--- Your goal ---
Find the line that contains "of the shoulder". Output it and every line after it to the end of the records, exactly as they appear.

──────── Given data

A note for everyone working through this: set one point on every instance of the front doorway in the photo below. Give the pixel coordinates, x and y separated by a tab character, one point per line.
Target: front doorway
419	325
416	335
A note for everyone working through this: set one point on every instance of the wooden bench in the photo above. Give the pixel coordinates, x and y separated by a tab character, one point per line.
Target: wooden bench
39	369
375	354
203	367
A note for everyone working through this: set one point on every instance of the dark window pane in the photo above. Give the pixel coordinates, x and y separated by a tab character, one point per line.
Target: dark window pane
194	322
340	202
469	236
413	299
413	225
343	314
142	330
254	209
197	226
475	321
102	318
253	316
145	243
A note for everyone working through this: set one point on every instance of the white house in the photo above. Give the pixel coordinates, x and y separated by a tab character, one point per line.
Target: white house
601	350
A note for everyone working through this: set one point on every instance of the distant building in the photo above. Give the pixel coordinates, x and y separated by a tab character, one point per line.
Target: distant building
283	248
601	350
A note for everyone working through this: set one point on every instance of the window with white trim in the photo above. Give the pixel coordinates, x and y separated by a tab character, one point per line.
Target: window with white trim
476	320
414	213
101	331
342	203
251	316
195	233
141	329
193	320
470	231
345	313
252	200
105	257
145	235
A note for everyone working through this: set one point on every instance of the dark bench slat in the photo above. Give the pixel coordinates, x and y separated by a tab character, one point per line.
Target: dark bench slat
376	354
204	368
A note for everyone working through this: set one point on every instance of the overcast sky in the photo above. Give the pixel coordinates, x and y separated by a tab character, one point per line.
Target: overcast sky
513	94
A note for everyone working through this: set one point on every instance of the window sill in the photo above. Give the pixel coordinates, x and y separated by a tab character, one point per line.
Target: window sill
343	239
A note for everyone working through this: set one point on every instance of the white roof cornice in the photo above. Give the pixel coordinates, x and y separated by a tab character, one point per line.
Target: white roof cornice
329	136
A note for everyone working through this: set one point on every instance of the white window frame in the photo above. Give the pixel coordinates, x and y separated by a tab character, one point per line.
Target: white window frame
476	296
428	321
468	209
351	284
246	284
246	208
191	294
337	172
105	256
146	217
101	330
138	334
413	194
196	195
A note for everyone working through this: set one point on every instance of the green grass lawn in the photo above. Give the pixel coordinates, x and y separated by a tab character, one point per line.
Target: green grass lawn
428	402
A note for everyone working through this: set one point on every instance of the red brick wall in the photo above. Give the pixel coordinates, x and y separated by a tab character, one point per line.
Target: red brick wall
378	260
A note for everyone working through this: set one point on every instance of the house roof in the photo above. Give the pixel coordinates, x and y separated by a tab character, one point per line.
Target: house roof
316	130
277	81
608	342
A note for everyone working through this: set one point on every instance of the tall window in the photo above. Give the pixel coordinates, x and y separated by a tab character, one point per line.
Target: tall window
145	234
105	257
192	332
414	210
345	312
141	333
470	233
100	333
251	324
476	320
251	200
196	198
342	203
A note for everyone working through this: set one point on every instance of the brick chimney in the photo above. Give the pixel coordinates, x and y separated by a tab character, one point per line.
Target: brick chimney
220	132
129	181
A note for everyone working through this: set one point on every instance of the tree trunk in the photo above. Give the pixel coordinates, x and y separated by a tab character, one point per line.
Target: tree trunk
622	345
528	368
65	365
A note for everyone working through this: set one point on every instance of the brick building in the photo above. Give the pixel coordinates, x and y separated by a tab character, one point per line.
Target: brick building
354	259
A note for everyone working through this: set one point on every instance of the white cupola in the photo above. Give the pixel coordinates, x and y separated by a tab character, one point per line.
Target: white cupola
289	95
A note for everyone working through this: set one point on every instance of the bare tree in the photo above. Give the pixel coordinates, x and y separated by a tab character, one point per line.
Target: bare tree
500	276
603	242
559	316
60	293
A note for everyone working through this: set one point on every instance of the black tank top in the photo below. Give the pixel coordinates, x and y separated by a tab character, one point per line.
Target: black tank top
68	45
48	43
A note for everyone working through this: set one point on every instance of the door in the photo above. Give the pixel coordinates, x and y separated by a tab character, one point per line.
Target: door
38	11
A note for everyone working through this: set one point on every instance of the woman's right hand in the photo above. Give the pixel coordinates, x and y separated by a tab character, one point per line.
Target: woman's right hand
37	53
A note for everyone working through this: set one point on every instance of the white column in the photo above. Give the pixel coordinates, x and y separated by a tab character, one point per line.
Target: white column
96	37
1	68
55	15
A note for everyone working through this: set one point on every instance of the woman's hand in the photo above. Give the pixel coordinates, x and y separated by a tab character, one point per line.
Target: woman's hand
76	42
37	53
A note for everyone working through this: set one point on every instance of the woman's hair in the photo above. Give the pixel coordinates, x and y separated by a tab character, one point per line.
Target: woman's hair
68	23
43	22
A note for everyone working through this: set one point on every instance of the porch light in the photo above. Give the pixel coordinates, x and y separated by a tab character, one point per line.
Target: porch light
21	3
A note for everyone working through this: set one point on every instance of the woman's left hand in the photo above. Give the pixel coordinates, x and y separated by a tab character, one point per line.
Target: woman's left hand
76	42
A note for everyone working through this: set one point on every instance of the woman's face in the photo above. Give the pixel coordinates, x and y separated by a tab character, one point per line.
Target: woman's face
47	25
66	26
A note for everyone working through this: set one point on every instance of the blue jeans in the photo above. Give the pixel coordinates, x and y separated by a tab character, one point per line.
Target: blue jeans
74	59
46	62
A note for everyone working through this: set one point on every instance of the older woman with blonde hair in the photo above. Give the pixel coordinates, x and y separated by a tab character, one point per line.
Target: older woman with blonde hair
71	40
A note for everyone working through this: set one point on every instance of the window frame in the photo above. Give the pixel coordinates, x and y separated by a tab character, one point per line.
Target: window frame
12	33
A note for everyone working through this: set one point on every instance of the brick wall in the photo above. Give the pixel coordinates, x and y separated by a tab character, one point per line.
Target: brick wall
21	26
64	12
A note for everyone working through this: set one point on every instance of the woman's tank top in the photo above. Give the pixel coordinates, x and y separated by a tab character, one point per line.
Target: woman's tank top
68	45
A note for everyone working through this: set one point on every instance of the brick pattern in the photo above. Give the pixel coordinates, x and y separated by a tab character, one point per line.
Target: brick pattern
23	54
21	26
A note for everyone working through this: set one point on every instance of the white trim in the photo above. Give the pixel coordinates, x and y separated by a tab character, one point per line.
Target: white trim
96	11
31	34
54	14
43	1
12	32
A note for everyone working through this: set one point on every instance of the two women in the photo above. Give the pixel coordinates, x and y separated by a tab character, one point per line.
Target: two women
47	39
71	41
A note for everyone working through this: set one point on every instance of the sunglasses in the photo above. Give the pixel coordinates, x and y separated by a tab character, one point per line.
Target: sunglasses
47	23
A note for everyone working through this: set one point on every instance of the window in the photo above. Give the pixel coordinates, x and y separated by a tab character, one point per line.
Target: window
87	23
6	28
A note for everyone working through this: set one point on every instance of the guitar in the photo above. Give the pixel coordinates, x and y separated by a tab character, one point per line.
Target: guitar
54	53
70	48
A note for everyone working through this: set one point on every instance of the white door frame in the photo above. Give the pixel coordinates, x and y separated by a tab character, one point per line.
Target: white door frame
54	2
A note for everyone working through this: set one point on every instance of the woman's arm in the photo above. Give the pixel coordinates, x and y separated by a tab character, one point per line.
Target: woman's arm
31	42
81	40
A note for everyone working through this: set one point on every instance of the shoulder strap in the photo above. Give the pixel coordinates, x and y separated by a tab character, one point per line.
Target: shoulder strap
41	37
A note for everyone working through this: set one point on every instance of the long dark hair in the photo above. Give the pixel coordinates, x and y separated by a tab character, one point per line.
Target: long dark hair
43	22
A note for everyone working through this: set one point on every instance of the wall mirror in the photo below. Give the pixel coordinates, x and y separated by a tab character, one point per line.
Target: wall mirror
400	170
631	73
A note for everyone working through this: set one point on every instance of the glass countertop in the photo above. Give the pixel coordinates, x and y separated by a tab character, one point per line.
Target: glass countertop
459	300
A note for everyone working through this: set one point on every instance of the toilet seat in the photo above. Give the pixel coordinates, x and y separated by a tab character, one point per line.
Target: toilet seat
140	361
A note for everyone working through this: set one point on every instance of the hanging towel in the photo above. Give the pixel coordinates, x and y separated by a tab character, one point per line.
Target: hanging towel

────────────────

--- Final result ---
A note for everyone working through this: set one point on every instance of the shoulder strap in the photo above. Give the pixel coordinates, x and y separated by a tab character, one point per line.
Target: shoulder strap
41	37
A note for everyone working through this: set one point on every instance of the long dark hair in the photo above. Give the pixel coordinates, x and y separated by a tab character, one point per line.
Target: long dark hair
43	22
A note for everyone working through this: set one point on every instance of the wall mirror in the photo below. Give the pixel coordinates, x and y separated by a tab character, one point per line.
Target: wall mirror
400	170
631	73
A note for everyone working through this: set one point on every instance of the glass countertop in the photo above. Give the pixel coordinates, x and y separated by a tab character, one point per line.
Target: glass countertop
459	300
A note for everyone working through this: set one point on every instance of the toilet seat in the photo above. Give the pixel coordinates, x and y separated by a tab character, one point per line.
Target: toilet seat
140	361
A note for everyone working through this: set one point on every instance of the hanging towel in the photo above. Give the pixel coordinates, x and y separated by a tab character, one point per line.
Target: hanging towel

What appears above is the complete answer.